==== Dados fornecidos ====

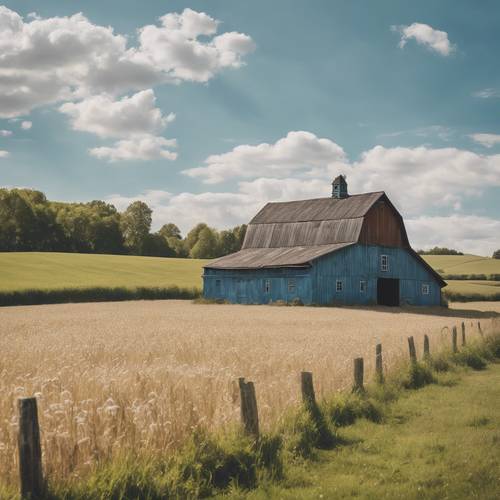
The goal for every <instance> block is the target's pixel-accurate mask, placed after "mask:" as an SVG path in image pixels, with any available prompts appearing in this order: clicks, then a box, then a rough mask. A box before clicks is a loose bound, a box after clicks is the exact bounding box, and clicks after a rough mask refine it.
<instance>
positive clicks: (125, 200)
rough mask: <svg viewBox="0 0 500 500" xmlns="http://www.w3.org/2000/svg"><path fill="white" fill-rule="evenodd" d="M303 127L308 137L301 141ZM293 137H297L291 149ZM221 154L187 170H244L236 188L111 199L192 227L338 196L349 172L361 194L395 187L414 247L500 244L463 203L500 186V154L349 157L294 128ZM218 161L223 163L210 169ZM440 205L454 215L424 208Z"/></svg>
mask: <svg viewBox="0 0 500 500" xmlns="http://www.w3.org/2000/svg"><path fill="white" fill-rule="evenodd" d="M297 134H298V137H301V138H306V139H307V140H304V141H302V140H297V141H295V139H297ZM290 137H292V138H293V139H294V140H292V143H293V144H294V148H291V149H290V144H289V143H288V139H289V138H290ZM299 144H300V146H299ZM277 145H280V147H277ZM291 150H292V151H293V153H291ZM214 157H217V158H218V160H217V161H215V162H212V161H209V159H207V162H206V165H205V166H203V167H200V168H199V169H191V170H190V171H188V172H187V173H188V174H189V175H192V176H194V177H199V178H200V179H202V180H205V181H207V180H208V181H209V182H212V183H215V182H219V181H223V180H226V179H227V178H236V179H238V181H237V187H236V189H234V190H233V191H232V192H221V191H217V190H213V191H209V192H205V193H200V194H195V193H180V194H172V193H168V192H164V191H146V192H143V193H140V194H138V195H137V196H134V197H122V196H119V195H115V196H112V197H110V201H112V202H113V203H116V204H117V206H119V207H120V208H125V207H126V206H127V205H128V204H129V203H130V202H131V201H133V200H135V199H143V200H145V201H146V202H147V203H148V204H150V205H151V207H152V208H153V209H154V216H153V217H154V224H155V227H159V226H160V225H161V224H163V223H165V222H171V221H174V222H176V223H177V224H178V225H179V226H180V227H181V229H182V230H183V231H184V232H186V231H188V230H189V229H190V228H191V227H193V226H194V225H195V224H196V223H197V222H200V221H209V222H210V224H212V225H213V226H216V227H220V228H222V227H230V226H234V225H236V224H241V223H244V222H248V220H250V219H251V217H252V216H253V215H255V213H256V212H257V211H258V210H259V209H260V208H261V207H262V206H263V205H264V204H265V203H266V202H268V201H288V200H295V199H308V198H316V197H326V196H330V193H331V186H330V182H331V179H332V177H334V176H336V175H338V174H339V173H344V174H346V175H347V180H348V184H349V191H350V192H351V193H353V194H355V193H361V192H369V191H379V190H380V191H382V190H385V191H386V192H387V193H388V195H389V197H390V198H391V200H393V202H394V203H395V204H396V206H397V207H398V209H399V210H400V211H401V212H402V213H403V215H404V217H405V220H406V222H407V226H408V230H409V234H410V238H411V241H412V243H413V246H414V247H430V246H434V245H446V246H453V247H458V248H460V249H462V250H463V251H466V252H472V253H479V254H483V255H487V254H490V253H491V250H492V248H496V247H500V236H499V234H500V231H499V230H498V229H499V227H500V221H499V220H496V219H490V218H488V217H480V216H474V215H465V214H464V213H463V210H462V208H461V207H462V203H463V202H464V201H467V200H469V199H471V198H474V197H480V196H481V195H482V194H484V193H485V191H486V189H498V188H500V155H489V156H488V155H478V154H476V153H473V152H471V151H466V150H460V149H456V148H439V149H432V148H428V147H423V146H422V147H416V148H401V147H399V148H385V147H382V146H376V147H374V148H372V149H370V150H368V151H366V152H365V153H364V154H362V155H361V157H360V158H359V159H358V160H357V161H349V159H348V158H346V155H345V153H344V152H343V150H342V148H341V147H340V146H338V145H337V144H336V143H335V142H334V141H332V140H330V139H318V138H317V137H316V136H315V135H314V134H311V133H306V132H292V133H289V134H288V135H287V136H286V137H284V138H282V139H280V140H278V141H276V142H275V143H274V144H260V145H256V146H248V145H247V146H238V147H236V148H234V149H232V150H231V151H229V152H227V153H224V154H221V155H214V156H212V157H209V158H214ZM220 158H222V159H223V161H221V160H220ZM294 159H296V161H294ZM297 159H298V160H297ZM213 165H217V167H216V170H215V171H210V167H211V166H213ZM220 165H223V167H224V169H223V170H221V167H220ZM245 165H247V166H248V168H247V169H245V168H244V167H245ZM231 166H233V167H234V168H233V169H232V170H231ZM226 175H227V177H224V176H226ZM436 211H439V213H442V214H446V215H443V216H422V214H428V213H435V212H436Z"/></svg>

====
==== Dados fornecidos ====

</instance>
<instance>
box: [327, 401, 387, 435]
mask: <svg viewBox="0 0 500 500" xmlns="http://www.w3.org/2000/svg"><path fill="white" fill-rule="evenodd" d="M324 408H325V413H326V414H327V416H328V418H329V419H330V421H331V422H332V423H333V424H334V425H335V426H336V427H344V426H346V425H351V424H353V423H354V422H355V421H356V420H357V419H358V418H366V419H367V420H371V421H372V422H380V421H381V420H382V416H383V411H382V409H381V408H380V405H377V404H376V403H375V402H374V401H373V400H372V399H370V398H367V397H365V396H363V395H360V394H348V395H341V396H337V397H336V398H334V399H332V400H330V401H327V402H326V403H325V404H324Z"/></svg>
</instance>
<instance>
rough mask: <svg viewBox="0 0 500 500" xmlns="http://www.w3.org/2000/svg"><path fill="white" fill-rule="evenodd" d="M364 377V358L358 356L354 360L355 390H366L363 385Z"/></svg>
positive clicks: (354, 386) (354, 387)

====

-- Descrição do exercício --
Transcreva sem nenhuma alteração as linhas que começam na que contém "The goal for" e terminam na que contém "127L308 137L301 141ZM293", incluindo as duas.

-- Resposta esperada --
The goal for every <instance> block is the target's pixel-accurate mask, placed after "mask:" as an SVG path in image pixels, with any available prompts appearing in this order: clicks, then a box, then a rough mask. A box before clicks is a loose bound, a box after clicks is the exact bounding box, and clicks after a rough mask refine it.
<instance>
positive clicks: (125, 200)
rough mask: <svg viewBox="0 0 500 500" xmlns="http://www.w3.org/2000/svg"><path fill="white" fill-rule="evenodd" d="M303 127L308 137L301 141ZM293 137H297L291 149ZM221 154L187 170H244L236 188L111 199L192 227L338 196L349 172L361 194L395 187L414 247L500 244L463 203L500 186V154L349 157L294 128ZM218 161L223 163L210 169ZM440 205L454 215L424 208Z"/></svg>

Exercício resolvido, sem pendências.